## Challenge
Transcribe the records below in full; pictures stay out of the copy.

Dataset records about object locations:
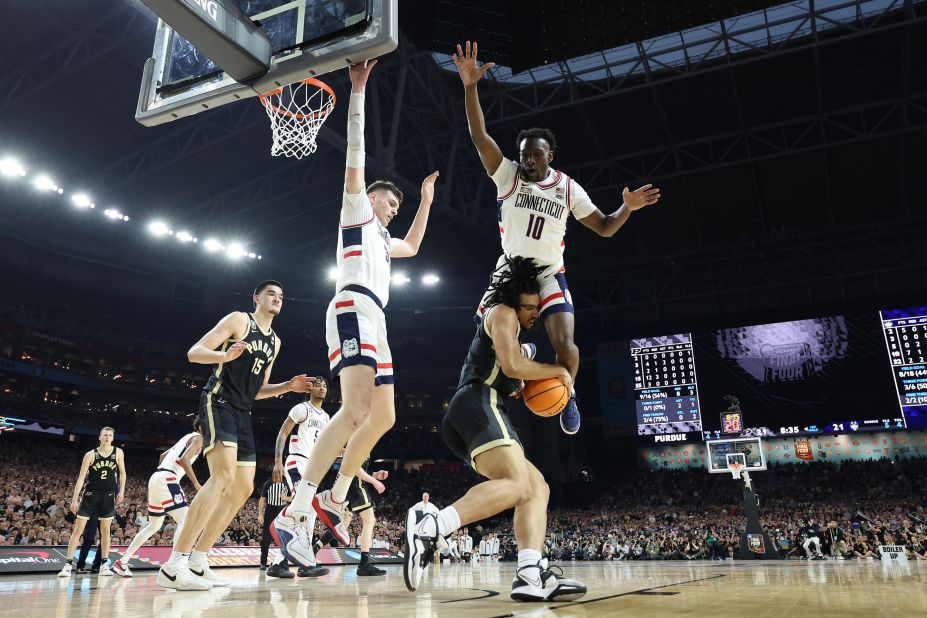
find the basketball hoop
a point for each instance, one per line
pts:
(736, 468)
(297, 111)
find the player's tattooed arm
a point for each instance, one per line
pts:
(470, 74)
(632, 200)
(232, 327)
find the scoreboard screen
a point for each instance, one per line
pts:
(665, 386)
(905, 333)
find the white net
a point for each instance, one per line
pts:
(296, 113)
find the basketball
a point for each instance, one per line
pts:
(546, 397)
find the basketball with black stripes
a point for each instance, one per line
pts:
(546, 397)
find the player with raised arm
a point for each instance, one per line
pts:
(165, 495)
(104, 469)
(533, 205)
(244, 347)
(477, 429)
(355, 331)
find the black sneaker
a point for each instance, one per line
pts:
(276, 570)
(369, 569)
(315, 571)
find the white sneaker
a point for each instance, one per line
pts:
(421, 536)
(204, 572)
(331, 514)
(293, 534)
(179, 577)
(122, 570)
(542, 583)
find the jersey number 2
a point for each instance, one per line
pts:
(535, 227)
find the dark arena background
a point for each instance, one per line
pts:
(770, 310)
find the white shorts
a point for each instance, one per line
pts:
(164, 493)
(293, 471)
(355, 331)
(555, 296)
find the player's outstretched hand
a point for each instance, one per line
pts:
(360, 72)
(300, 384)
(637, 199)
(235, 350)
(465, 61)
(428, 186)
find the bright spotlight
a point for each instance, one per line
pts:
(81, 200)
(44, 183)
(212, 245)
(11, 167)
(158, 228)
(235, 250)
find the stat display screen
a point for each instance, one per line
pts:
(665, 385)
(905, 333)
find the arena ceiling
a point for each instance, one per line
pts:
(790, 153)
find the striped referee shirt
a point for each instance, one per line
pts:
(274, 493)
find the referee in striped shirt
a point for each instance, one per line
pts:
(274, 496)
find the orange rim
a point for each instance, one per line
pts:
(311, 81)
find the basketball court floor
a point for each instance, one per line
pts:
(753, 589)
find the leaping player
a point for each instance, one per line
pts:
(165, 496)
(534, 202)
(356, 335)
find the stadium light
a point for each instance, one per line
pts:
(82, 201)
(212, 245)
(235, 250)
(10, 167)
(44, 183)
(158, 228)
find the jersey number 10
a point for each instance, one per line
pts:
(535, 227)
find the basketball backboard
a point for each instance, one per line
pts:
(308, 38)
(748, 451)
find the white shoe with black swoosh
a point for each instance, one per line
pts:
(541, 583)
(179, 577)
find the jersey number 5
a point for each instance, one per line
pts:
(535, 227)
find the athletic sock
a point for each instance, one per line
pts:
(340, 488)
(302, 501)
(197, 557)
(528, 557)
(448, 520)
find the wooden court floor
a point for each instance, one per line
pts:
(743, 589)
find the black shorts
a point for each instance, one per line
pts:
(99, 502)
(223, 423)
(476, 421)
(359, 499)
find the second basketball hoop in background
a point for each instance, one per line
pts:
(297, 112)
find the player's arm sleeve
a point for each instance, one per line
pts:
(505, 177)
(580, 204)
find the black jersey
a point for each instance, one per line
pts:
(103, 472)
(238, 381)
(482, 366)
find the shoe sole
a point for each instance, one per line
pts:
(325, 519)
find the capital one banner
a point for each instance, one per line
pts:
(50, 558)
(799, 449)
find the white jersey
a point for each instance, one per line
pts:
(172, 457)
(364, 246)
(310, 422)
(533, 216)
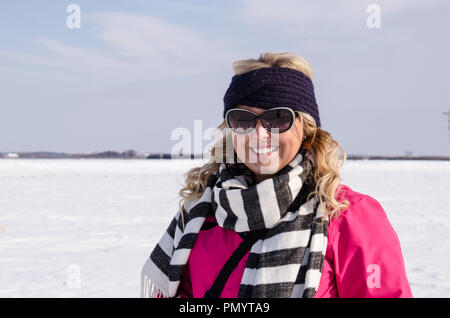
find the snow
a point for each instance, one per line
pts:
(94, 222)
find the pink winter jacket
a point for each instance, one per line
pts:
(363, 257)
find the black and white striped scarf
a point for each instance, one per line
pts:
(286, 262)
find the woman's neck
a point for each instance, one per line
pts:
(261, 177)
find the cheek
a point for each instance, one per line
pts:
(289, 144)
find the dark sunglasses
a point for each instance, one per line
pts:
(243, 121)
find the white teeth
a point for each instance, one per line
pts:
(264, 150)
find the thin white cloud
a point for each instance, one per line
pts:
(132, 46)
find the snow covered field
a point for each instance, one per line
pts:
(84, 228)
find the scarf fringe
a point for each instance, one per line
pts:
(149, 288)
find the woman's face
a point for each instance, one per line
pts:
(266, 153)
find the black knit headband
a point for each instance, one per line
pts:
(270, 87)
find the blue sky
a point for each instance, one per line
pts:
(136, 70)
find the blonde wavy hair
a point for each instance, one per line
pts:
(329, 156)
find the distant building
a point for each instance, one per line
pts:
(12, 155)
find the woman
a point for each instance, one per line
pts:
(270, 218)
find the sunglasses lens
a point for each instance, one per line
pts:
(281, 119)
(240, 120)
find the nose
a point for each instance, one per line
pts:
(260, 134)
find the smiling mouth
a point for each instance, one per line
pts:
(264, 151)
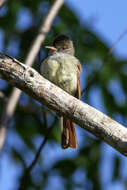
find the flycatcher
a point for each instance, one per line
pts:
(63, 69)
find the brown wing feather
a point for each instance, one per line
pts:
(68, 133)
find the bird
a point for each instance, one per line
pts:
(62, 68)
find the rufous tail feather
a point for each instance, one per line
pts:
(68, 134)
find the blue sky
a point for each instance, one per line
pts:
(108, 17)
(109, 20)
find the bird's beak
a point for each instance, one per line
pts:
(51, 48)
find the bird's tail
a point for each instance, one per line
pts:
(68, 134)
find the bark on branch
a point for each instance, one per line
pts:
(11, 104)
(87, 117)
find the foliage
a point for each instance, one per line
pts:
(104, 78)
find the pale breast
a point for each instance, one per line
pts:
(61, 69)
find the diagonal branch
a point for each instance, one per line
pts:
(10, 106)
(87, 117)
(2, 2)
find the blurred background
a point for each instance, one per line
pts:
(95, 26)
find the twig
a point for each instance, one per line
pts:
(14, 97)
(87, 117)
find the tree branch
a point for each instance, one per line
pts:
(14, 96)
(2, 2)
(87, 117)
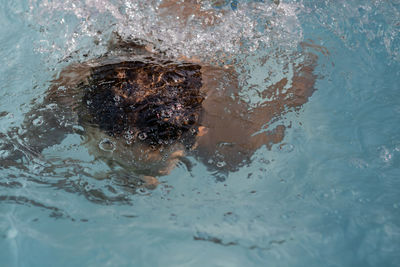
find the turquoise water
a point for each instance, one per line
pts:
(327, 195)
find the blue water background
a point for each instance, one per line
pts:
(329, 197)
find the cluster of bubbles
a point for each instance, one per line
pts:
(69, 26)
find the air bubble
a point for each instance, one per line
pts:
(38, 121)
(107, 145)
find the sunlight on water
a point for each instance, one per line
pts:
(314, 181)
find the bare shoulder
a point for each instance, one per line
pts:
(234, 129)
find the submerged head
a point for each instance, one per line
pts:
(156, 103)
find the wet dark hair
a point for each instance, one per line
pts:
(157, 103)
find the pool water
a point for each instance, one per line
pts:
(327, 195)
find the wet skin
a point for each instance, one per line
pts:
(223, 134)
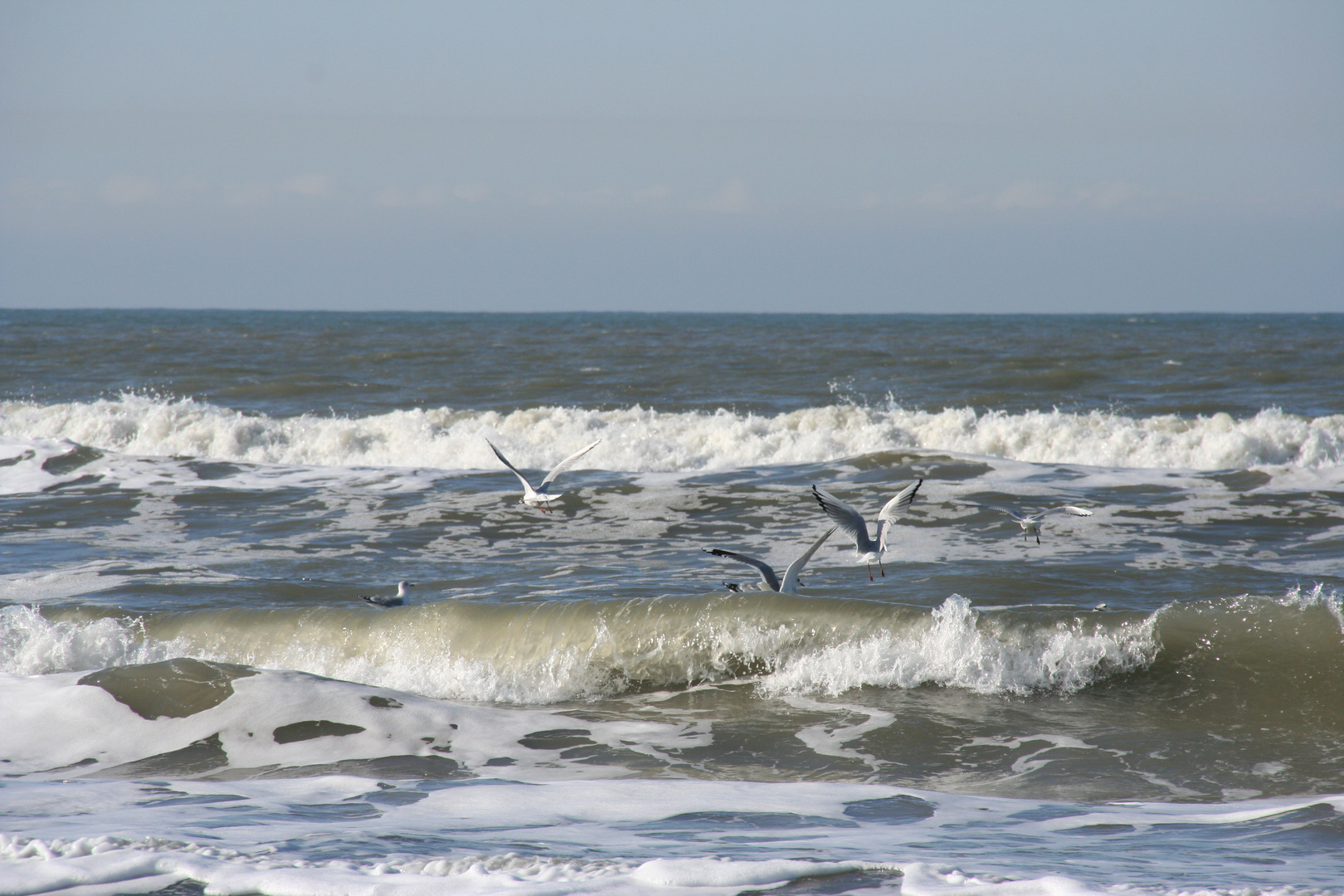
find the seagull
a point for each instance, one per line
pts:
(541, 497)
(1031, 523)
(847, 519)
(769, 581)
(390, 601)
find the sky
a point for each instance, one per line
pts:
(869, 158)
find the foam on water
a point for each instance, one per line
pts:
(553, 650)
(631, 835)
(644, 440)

## Result
find the basketball hoop
a point for each instance, one per line
pts:
(736, 468)
(297, 111)
find the player's tattooed arm
a point for each instance, one per line
pts:
(470, 74)
(632, 200)
(232, 327)
find the scoreboard screen
a point for each instance, one per line
pts:
(665, 386)
(905, 333)
find the white net
a point for each instance, one per line
pts:
(296, 113)
find the basketball
a point for each instance, one per line
pts:
(546, 397)
find the basketball with black stripes
a point for each instance, one per line
pts:
(546, 397)
find the player with raised arm
a point for each instance, one per line
pts:
(165, 495)
(104, 469)
(533, 205)
(244, 347)
(477, 429)
(355, 331)
find the black sneaker
a point for each instance, one per line
pts:
(276, 570)
(369, 569)
(315, 571)
find the white sneaker
a point for each instance, one per line
pts:
(421, 536)
(204, 572)
(331, 514)
(293, 534)
(179, 577)
(122, 570)
(542, 583)
find the jersey number 2
a point for each instance, one per line
pts:
(535, 227)
find the dark arena background
a point for each instance, one per line
pts:
(770, 310)
find the white shorts
a point for each instance, one per line
pts:
(164, 493)
(293, 471)
(355, 331)
(555, 296)
find the player's outstretched hand
a point for each instance, one per line
pts:
(360, 72)
(300, 384)
(637, 199)
(235, 350)
(465, 61)
(428, 186)
find the bright spotlight
a point for each instance, one per line
pts:
(81, 200)
(44, 183)
(212, 245)
(11, 167)
(158, 228)
(235, 250)
find the stat display screen
a point for each instance, one per line
pts:
(665, 385)
(905, 333)
find the arena ceiling
a point for each instance, one per line
pts:
(790, 153)
find the striped referee shirt
a point for each instance, one per line
pts:
(274, 493)
find the referee in striped shirt
a point for each instance, one per line
pts:
(274, 496)
find the orange rim
a point for each instance, one per line
pts:
(311, 81)
find the basketball court floor
a point for each instance, one per line
pts:
(753, 589)
find the leaping player
a point for each instance, one per line
pts:
(165, 496)
(534, 202)
(356, 335)
find the stadium light
a point for each instance, one per line
pts:
(82, 201)
(212, 245)
(235, 250)
(10, 167)
(44, 183)
(158, 228)
find the jersey number 10
a point for each instance, one per line
pts:
(535, 227)
find the basketball backboard
a point for each instance, one per line
pts:
(308, 38)
(748, 451)
find the white shoe with black swoosh
a point for each instance, one per line
pts:
(541, 583)
(179, 577)
find the jersey number 5
a point for each instance, one per line
pts:
(535, 227)
find the athletic sock
a point for each instance, one per line
pts:
(340, 488)
(302, 501)
(197, 557)
(528, 557)
(448, 520)
find the wooden court floor
a point for each instance, one per line
pts:
(743, 589)
find the black shorts
a point for each instance, one per line
pts:
(99, 502)
(223, 423)
(476, 421)
(359, 499)
find the second basketball hoop in background
a point for each instance, one per line
pts:
(297, 112)
find the player's arm sleeve
a point for each instance, one per line
pts:
(505, 177)
(580, 204)
find the black jersey
a point for each instance, one per line
pts:
(103, 472)
(238, 381)
(482, 366)
find the shoe sole
a point for each instance, one per line
pts:
(325, 519)
find the capital one banner
a point for each instance, one per line
pts:
(50, 558)
(799, 449)
find the white jersey
a point for each instance, one per line
pts:
(172, 457)
(364, 246)
(310, 422)
(533, 216)
find the snow
a point for each instance, one per line
pts:
(94, 222)
find the pink winter jacket
a point for each instance, one per line
pts:
(363, 257)
find the black and white striped scarf
a point for each instance, one per line
pts:
(286, 262)
find the woman's neck
a point for each instance, one per line
pts:
(261, 177)
find the cheek
a point for each instance, one per line
pts:
(289, 144)
find the dark sunglasses
a point for each instance, one per line
pts:
(243, 121)
find the white teeth
a point for each instance, one per line
pts:
(264, 150)
find the thin white cloud
a point for each instance, one per line
pts:
(132, 46)
find the snow covered field
a point for each instance, one per line
pts:
(84, 228)
find the scarf fringe
a point for each instance, one per line
pts:
(149, 288)
find the woman's face
a point for each instance, one per line
pts:
(266, 153)
find the black knit headband
a point for each instance, one per line
pts:
(270, 87)
find the blue sky
a point for each instance, one per line
pts:
(136, 70)
find the blonde wavy hair
a point for each instance, one per line
pts:
(329, 156)
find the distant building
a point for each instance, one per line
pts:
(12, 155)
find the woman
a point for each instance, one per line
pts:
(270, 218)
find the sunglasses lens
a point for each instance, one per line
pts:
(281, 119)
(240, 120)
find the nose
a point for each instance, one per line
pts:
(260, 134)
find the smiling mouth
a point for each instance, one per line
pts:
(264, 151)
find the flycatcher
a point for each instance, one per line
pts:
(63, 69)
find the brown wing feather
a point for each instance, one per line
pts:
(68, 133)
find the bird
a point for each instance, one per line
pts:
(62, 68)
find the rufous tail feather
a point for each instance, one per line
pts:
(68, 134)
find the blue sky
a point for each instance, one per line
pts:
(108, 17)
(109, 20)
find the bird's beak
a point for each instance, one per line
pts:
(51, 48)
find the bird's tail
a point for each instance, one per line
pts:
(68, 134)
find the bark on branch
a point for each instance, one per line
pts:
(11, 104)
(87, 117)
find the foliage
a point for each instance, one per line
pts:
(104, 78)
find the pale breast
a point for each instance, one per line
pts:
(61, 69)
find the diagonal branch
a point for each instance, one per line
pts:
(10, 106)
(87, 117)
(2, 2)
find the blurred background
a point for each instance, one per line
pts:
(95, 26)
find the twig
a point for each instance, one per line
pts:
(14, 97)
(87, 117)
find the tree branch
a point for each instance, one per line
pts:
(14, 96)
(2, 2)
(87, 117)
find the turquoise water
a point for each instance, one per line
pts:
(327, 195)
find the blue water background
a point for each instance, one per line
pts:
(329, 197)
find the cluster of bubbles
a point for each instance, one per line
pts:
(69, 26)
find the air bubble
a point for each instance, one per line
pts:
(38, 121)
(107, 145)
find the sunlight on water
a point for each instance, one per line
pts:
(314, 181)
find the bare shoulder
a point for each instance, one per line
pts:
(234, 129)
find the submerged head
a point for each instance, one per line
pts:
(156, 103)
find the wet dark hair
a point for each instance, one per line
pts:
(157, 103)
find the pool water
a point for each instance, one per line
pts:
(327, 195)
find the wet skin
a point for each instance, one per line
pts:
(223, 134)
find the seagull
a point for each instance, one per line
pts:
(541, 497)
(1031, 523)
(847, 519)
(769, 581)
(390, 601)
find the sky
a point for each instance, one per line
pts:
(869, 158)
find the foam on water
a point for each instance, one per line
pts:
(553, 650)
(631, 835)
(644, 440)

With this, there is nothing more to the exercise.